Please write out the records below word for word, from the line with "Can you spot the blurred" to the line with "xmin=111 ymin=129 xmax=216 ymax=155", including both of those lines. Leave the pictures out of your answer.

— START Data extract —

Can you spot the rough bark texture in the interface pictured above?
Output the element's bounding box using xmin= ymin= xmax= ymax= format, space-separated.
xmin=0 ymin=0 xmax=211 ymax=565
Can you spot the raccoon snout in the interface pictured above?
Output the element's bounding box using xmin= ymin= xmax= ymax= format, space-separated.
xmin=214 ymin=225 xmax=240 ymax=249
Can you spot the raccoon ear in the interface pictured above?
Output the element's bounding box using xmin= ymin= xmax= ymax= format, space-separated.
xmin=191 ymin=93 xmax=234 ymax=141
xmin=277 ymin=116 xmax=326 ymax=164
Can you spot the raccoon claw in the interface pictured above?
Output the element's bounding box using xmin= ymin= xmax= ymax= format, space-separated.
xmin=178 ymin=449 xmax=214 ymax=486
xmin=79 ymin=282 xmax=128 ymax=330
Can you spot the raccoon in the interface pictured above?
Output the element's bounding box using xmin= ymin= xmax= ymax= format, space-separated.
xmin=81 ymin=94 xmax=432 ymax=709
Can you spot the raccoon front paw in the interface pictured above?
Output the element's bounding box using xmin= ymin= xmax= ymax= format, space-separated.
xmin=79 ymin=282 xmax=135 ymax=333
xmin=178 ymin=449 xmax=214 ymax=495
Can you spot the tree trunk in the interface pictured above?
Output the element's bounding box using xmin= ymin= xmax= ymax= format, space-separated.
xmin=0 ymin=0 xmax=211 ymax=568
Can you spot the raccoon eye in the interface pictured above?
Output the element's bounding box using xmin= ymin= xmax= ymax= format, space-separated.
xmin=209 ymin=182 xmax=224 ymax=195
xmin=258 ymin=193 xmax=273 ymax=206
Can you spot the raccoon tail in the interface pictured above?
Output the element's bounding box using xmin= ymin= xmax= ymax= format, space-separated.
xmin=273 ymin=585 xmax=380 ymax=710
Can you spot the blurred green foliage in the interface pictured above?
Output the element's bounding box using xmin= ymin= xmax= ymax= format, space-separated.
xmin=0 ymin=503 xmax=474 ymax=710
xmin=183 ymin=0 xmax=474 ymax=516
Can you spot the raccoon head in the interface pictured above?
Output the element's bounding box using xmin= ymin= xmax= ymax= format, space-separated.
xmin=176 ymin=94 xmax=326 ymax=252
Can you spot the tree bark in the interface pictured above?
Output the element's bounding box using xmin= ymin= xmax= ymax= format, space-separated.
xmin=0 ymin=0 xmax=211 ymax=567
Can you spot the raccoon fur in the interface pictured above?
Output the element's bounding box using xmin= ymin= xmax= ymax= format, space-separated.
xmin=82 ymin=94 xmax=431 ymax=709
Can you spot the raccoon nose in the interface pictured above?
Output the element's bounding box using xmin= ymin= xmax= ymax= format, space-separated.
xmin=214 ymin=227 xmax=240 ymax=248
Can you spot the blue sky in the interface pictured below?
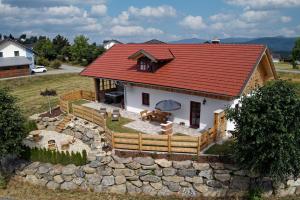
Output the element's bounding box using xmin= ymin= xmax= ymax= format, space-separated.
xmin=0 ymin=0 xmax=300 ymax=43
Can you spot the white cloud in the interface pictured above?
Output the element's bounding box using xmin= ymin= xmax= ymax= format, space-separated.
xmin=91 ymin=4 xmax=107 ymax=16
xmin=128 ymin=5 xmax=176 ymax=18
xmin=179 ymin=15 xmax=206 ymax=30
xmin=226 ymin=0 xmax=300 ymax=8
xmin=241 ymin=10 xmax=274 ymax=22
xmin=280 ymin=16 xmax=292 ymax=23
xmin=111 ymin=25 xmax=164 ymax=37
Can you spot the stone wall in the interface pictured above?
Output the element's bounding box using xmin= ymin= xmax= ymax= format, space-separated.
xmin=16 ymin=155 xmax=300 ymax=197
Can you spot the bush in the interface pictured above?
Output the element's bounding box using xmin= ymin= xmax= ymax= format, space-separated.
xmin=227 ymin=80 xmax=300 ymax=181
xmin=50 ymin=60 xmax=61 ymax=69
xmin=21 ymin=147 xmax=87 ymax=166
xmin=36 ymin=57 xmax=50 ymax=67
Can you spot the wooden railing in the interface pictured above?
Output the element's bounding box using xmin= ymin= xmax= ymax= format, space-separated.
xmin=59 ymin=90 xmax=95 ymax=113
xmin=111 ymin=129 xmax=216 ymax=155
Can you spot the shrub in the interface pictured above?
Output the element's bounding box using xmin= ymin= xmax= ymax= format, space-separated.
xmin=36 ymin=57 xmax=50 ymax=67
xmin=50 ymin=60 xmax=61 ymax=69
xmin=227 ymin=80 xmax=300 ymax=181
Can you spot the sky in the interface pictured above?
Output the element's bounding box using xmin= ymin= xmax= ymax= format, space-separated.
xmin=0 ymin=0 xmax=300 ymax=43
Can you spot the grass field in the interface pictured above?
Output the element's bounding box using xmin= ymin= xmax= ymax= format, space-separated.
xmin=0 ymin=74 xmax=93 ymax=116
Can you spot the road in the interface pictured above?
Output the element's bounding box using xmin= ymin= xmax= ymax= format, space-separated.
xmin=0 ymin=64 xmax=84 ymax=81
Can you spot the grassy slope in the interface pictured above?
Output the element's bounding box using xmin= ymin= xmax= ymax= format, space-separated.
xmin=0 ymin=74 xmax=93 ymax=116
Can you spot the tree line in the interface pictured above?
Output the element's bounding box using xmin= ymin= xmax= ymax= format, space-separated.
xmin=0 ymin=34 xmax=105 ymax=68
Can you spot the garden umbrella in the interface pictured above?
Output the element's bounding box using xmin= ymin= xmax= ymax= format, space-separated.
xmin=155 ymin=99 xmax=181 ymax=111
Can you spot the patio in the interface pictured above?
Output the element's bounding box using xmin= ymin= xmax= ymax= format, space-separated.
xmin=82 ymin=102 xmax=201 ymax=136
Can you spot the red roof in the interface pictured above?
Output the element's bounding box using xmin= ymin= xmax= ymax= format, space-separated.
xmin=81 ymin=44 xmax=266 ymax=97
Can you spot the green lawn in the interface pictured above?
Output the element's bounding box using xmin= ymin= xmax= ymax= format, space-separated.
xmin=0 ymin=74 xmax=93 ymax=116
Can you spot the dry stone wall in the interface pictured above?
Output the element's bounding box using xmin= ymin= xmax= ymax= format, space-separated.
xmin=16 ymin=155 xmax=300 ymax=197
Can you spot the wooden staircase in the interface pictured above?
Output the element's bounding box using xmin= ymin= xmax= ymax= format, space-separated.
xmin=55 ymin=115 xmax=73 ymax=133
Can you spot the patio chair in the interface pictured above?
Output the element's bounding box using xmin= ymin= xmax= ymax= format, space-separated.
xmin=99 ymin=108 xmax=107 ymax=118
xmin=111 ymin=109 xmax=121 ymax=121
xmin=140 ymin=110 xmax=148 ymax=121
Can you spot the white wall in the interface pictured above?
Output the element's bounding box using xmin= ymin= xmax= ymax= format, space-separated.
xmin=125 ymin=86 xmax=233 ymax=130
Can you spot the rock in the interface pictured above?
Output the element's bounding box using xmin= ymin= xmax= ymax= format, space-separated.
xmin=142 ymin=164 xmax=159 ymax=170
xmin=157 ymin=186 xmax=173 ymax=196
xmin=142 ymin=185 xmax=157 ymax=196
xmin=115 ymin=175 xmax=126 ymax=185
xmin=215 ymin=174 xmax=231 ymax=182
xmin=154 ymin=159 xmax=172 ymax=168
xmin=126 ymin=161 xmax=142 ymax=170
xmin=75 ymin=169 xmax=85 ymax=178
xmin=53 ymin=175 xmax=64 ymax=184
xmin=131 ymin=180 xmax=143 ymax=187
xmin=150 ymin=182 xmax=163 ymax=190
xmin=193 ymin=162 xmax=210 ymax=171
xmin=206 ymin=180 xmax=222 ymax=188
xmin=133 ymin=157 xmax=154 ymax=165
xmin=101 ymin=176 xmax=115 ymax=186
xmin=86 ymin=174 xmax=102 ymax=185
xmin=83 ymin=165 xmax=96 ymax=174
xmin=179 ymin=187 xmax=197 ymax=197
xmin=287 ymin=178 xmax=300 ymax=187
xmin=163 ymin=168 xmax=177 ymax=176
xmin=210 ymin=163 xmax=225 ymax=169
xmin=60 ymin=182 xmax=78 ymax=190
xmin=108 ymin=184 xmax=127 ymax=194
xmin=62 ymin=164 xmax=76 ymax=175
xmin=73 ymin=177 xmax=84 ymax=186
xmin=37 ymin=165 xmax=50 ymax=174
xmin=108 ymin=161 xmax=125 ymax=169
xmin=89 ymin=160 xmax=101 ymax=168
xmin=140 ymin=175 xmax=161 ymax=183
xmin=112 ymin=155 xmax=132 ymax=164
xmin=173 ymin=160 xmax=192 ymax=169
xmin=199 ymin=169 xmax=213 ymax=180
xmin=185 ymin=176 xmax=203 ymax=183
xmin=230 ymin=176 xmax=250 ymax=190
xmin=162 ymin=176 xmax=184 ymax=183
xmin=177 ymin=169 xmax=197 ymax=177
xmin=46 ymin=181 xmax=60 ymax=190
xmin=113 ymin=169 xmax=135 ymax=177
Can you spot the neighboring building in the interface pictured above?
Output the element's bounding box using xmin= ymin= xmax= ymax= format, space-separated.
xmin=81 ymin=44 xmax=277 ymax=130
xmin=103 ymin=40 xmax=123 ymax=50
xmin=0 ymin=39 xmax=34 ymax=78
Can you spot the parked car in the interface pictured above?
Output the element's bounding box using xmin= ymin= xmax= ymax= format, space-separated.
xmin=31 ymin=65 xmax=47 ymax=74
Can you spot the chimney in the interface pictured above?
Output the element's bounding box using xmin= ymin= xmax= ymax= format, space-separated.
xmin=211 ymin=38 xmax=221 ymax=44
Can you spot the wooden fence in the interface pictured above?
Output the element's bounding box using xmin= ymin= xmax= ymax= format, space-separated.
xmin=111 ymin=130 xmax=216 ymax=155
xmin=59 ymin=90 xmax=95 ymax=113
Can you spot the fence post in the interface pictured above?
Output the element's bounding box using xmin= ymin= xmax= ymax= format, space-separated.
xmin=139 ymin=133 xmax=143 ymax=151
xmin=168 ymin=134 xmax=172 ymax=153
xmin=197 ymin=135 xmax=201 ymax=156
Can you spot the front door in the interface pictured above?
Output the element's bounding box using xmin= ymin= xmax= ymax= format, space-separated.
xmin=190 ymin=101 xmax=201 ymax=128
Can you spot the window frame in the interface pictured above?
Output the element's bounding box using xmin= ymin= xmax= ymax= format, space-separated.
xmin=142 ymin=92 xmax=150 ymax=106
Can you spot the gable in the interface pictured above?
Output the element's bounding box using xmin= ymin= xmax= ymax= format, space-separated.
xmin=242 ymin=50 xmax=277 ymax=95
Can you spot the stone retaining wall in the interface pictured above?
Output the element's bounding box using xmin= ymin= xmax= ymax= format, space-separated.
xmin=16 ymin=155 xmax=300 ymax=197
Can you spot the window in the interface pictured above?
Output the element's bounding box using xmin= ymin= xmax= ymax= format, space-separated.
xmin=142 ymin=93 xmax=150 ymax=106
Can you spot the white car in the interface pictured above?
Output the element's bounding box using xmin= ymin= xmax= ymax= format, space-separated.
xmin=31 ymin=65 xmax=47 ymax=74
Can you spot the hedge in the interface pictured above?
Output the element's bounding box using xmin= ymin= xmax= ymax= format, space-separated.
xmin=21 ymin=147 xmax=87 ymax=166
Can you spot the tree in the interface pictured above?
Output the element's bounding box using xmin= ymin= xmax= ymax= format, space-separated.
xmin=40 ymin=88 xmax=57 ymax=114
xmin=226 ymin=80 xmax=300 ymax=180
xmin=292 ymin=38 xmax=300 ymax=69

— END Data extract —

▶ Answer for this exercise
Can you spot the blurred green foliage in the interface pictured above?
Output the element's bounding box using xmin= ymin= xmax= ymax= format, space-separated.
xmin=0 ymin=503 xmax=474 ymax=710
xmin=183 ymin=0 xmax=474 ymax=516
Can you spot the raccoon head in the interface pictured above?
Output the element's bounding box using xmin= ymin= xmax= ymax= format, space-separated.
xmin=176 ymin=94 xmax=326 ymax=252
Can you spot the tree bark in the interface pictured above?
Output the element's bounding box using xmin= ymin= xmax= ymax= format, space-separated.
xmin=0 ymin=0 xmax=211 ymax=567
Can you spot the raccoon fur in the interface pictured above?
Output the element's bounding box using xmin= ymin= xmax= ymax= format, space-separated.
xmin=82 ymin=94 xmax=431 ymax=709
Can you spot the raccoon nose in the interface pictured above?
Output the element's bounding box using xmin= ymin= xmax= ymax= format, space-separated.
xmin=214 ymin=227 xmax=240 ymax=248
Can you spot the blue sky in the interface pictured below?
Output the element's bounding box using xmin= ymin= xmax= ymax= format, space-separated.
xmin=0 ymin=0 xmax=300 ymax=43
Can you spot the white cloud in the interface pictured above?
Output the element's bounding box using xmin= ymin= xmax= ymax= format, space-separated.
xmin=91 ymin=4 xmax=107 ymax=16
xmin=128 ymin=5 xmax=176 ymax=18
xmin=179 ymin=15 xmax=206 ymax=30
xmin=226 ymin=0 xmax=300 ymax=8
xmin=241 ymin=10 xmax=274 ymax=22
xmin=280 ymin=16 xmax=292 ymax=23
xmin=111 ymin=25 xmax=164 ymax=37
Can you spot the stone wall in the interface pictured above?
Output the element's bounding box using xmin= ymin= xmax= ymax= format, space-separated.
xmin=16 ymin=155 xmax=300 ymax=197
Can you spot the bush in the interface pictured above?
Output the element's bounding box using xmin= ymin= xmax= ymax= format, space-separated.
xmin=227 ymin=80 xmax=300 ymax=181
xmin=50 ymin=60 xmax=61 ymax=69
xmin=21 ymin=147 xmax=87 ymax=166
xmin=36 ymin=57 xmax=50 ymax=67
Can you spot the wooden railing in the interface pictured above?
Output the element's bounding box using xmin= ymin= xmax= ymax= format, space-separated.
xmin=59 ymin=90 xmax=95 ymax=113
xmin=111 ymin=129 xmax=216 ymax=155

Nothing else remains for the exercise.